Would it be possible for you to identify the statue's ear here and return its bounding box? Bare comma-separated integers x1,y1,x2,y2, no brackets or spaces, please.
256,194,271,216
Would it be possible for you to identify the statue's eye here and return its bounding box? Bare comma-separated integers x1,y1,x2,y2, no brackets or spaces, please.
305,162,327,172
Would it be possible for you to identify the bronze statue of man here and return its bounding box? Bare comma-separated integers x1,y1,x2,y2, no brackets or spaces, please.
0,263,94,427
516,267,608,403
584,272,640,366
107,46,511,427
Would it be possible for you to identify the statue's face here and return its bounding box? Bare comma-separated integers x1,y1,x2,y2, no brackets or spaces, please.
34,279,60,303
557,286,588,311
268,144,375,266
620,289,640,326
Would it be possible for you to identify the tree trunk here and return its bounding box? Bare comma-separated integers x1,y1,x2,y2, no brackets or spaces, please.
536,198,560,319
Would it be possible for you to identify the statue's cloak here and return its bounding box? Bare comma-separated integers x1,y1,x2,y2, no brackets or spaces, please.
________________________
EXERCISE INSTRUCTIONS
Write out all the records above again, exactly as they stand.

EXERCISE RESULT
Would it be possible for you to identify the statue's ear here and return its bounding box? Bare comma-separated integers x1,y1,x2,y2, no brackets or spaces, please.
256,194,271,216
Would it be possible for you to identify the statue's eye here and return its bounding box? Bare comma-separated integers x1,y1,x2,y2, no brackets or spaces, please.
305,162,327,172
Would it be possible for you to identify the bronze statue of man here and return its bounding box? Bare comma-separated integers x1,y1,x2,y2, no brackets or spaces, please.
0,263,94,427
516,267,608,403
584,272,640,366
107,46,511,427
Would it be possible for you to identify the statue's face here and return its bounding box? Bare comma-separated integers x1,y1,x2,y2, no brackets or spaces, please.
34,279,60,303
557,286,588,311
268,144,375,266
620,289,640,326
Would it be possible for you to identify the tree trunk here and return its bounding box? Bare comma-separated integers x1,y1,x2,y2, no brackets or spaces, please.
536,198,560,319
Would it be possible for you to identify the statue's cloak here and return its bounding box? Bare comma-separated integers x1,y1,x2,y2, no brackets or spaces, please.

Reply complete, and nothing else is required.